>>>>

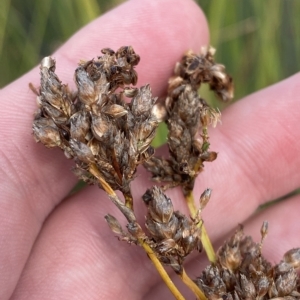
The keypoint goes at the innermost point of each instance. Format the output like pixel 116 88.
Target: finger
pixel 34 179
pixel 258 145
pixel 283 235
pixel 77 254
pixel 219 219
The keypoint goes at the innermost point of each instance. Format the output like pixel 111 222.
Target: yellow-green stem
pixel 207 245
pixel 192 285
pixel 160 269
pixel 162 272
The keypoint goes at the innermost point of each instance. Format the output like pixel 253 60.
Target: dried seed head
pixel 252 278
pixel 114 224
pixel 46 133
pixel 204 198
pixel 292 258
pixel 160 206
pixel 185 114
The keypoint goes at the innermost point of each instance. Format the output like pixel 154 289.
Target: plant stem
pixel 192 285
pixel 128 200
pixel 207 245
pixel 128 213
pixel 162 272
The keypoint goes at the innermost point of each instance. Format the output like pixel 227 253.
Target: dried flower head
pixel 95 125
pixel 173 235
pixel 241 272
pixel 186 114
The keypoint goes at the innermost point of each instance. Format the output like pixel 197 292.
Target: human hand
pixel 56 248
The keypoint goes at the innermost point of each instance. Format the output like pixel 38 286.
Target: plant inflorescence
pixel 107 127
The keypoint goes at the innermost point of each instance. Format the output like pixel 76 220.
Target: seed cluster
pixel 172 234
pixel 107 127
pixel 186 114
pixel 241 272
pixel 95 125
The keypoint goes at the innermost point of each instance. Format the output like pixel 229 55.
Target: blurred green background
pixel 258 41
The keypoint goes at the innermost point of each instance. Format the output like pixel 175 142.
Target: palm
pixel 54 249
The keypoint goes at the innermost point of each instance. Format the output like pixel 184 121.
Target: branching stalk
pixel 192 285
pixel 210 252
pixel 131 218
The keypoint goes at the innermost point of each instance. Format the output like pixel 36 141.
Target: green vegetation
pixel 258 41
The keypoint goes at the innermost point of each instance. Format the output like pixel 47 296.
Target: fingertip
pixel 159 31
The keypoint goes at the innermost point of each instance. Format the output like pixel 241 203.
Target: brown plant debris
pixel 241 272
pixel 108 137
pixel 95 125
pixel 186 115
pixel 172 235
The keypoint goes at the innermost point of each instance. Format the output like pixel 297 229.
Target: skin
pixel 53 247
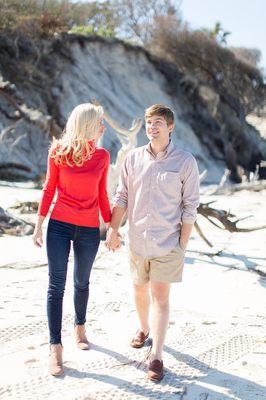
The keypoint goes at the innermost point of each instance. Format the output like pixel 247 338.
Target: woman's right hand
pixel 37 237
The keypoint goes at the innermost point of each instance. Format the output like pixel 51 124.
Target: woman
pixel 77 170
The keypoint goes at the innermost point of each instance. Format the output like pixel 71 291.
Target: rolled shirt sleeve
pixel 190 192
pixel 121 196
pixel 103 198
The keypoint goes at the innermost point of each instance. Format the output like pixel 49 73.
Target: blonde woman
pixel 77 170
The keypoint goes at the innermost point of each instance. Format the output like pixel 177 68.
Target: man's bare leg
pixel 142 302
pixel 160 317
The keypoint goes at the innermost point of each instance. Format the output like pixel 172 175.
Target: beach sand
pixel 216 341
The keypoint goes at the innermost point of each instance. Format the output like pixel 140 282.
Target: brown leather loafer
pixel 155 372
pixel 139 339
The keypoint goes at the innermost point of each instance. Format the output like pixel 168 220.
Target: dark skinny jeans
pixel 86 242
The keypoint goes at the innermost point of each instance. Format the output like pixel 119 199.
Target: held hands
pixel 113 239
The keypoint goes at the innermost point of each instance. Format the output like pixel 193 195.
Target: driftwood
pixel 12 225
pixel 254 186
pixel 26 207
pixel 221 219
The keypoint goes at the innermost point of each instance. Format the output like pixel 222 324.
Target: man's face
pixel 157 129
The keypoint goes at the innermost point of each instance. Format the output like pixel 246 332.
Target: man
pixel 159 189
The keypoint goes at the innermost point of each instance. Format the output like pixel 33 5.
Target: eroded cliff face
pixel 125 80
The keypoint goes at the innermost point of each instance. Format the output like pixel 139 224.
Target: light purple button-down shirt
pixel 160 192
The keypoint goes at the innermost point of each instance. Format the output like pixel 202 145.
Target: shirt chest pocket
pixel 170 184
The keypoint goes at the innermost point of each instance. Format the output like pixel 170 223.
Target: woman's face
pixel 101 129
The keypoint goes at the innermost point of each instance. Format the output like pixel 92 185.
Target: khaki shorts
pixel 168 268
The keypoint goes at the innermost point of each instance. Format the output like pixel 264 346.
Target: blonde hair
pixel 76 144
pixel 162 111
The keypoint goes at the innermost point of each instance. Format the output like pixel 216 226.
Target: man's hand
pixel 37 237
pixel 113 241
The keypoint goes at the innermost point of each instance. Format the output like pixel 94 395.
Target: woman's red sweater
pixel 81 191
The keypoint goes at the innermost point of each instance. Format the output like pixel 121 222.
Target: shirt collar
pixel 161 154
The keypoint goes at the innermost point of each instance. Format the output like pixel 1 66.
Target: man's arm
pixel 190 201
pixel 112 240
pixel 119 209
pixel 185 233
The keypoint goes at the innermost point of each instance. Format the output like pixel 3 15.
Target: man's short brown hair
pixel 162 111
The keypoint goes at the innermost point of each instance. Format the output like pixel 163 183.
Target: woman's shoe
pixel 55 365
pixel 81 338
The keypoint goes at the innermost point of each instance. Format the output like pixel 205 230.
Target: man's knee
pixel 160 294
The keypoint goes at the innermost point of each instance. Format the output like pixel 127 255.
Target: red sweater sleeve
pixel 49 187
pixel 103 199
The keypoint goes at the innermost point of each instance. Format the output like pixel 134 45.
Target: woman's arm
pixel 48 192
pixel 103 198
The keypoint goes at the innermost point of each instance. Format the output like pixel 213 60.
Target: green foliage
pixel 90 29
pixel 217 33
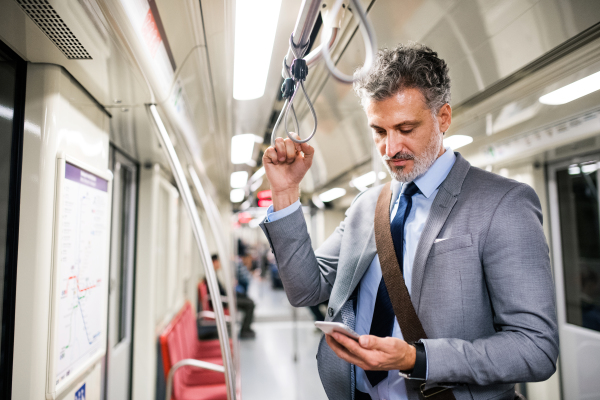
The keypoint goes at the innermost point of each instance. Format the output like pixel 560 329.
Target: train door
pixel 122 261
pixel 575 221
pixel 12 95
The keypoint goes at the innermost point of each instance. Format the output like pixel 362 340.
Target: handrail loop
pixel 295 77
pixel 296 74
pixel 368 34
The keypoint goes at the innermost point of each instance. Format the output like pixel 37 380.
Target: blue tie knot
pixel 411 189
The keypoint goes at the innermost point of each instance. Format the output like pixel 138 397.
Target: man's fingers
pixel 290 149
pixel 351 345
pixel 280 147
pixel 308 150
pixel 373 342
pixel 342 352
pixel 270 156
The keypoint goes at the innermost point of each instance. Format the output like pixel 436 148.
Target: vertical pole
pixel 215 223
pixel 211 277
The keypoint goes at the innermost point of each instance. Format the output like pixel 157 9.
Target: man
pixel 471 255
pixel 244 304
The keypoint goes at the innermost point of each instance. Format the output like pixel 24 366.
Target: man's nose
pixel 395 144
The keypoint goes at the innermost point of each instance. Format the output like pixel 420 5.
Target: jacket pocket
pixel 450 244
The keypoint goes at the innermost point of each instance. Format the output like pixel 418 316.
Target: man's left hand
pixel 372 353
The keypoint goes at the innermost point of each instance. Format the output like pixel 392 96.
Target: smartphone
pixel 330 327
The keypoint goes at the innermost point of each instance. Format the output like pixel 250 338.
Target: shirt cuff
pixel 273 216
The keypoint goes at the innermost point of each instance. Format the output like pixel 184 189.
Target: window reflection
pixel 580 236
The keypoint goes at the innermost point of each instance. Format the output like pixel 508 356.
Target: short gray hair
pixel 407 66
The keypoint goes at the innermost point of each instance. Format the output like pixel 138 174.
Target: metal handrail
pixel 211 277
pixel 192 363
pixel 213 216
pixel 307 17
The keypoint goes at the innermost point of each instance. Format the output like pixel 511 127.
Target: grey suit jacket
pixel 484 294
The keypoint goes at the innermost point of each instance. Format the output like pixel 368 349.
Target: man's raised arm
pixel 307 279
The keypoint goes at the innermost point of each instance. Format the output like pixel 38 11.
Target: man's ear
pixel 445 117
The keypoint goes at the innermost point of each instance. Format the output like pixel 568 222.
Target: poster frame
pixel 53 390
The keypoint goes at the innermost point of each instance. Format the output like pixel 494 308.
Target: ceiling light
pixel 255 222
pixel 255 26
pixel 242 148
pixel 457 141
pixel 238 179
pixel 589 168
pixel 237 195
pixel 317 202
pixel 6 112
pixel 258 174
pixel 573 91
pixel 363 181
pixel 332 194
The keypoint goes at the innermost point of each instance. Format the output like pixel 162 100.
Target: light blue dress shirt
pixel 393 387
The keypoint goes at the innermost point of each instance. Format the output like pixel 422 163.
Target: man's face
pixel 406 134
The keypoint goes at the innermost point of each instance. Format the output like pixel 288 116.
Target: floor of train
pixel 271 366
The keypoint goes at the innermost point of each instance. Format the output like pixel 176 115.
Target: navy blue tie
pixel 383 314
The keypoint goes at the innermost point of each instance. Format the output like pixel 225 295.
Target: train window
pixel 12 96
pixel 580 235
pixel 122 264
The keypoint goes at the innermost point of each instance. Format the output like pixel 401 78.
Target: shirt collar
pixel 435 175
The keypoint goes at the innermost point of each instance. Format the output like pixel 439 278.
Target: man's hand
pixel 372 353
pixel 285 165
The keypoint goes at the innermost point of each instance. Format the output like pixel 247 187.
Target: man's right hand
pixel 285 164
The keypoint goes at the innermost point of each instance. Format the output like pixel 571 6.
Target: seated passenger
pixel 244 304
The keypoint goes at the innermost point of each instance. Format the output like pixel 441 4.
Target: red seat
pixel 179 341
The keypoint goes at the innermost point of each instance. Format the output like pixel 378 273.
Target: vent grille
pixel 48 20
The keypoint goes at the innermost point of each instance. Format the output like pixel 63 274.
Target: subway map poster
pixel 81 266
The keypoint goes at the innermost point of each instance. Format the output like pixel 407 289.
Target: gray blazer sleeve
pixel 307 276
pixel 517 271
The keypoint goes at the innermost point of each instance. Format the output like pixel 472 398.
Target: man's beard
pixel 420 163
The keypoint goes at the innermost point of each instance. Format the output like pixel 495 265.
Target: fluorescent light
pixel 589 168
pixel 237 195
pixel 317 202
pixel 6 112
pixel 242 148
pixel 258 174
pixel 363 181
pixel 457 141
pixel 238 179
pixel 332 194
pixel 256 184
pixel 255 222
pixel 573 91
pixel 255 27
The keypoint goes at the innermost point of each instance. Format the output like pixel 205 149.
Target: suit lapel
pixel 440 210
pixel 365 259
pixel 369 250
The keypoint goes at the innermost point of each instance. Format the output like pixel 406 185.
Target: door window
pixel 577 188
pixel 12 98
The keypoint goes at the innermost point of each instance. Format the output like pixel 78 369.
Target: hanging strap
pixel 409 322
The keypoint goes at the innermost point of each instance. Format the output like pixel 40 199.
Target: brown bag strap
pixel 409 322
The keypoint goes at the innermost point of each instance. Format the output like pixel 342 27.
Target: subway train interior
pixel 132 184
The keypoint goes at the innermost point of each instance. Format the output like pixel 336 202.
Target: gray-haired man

<<<<

-- Task to carry out --
Return, verbatim, the stretch from the start of the rows above through the line containing "pixel 56 248", with both ends included. Leave the pictures out of your answer.

-- Reply to the exercise --
The keypoint goes at the innermost point of each instance. Format the output like pixel 116 88.
Target: finger
pixel 34 179
pixel 258 145
pixel 283 235
pixel 77 254
pixel 219 219
The keypoint goes at the innermost point of each instance. Format the output like pixel 111 222.
Target: yellow-green stem
pixel 207 245
pixel 192 285
pixel 160 269
pixel 162 272
The keypoint goes at the innermost point of each instance. Format the output like pixel 253 60.
Target: dried seed head
pixel 252 278
pixel 114 224
pixel 46 133
pixel 204 198
pixel 292 258
pixel 160 206
pixel 185 114
The keypoint goes at the innermost point of each instance. Format the output like pixel 154 289.
Target: plant stem
pixel 192 285
pixel 128 200
pixel 207 245
pixel 128 213
pixel 162 272
The keypoint goes at the innermost point of each instance. Format the output like pixel 227 253.
Target: dried flower head
pixel 95 125
pixel 173 235
pixel 241 272
pixel 186 114
The keypoint goes at the innermost point of each instance. Format the output like pixel 197 292.
Target: human hand
pixel 56 248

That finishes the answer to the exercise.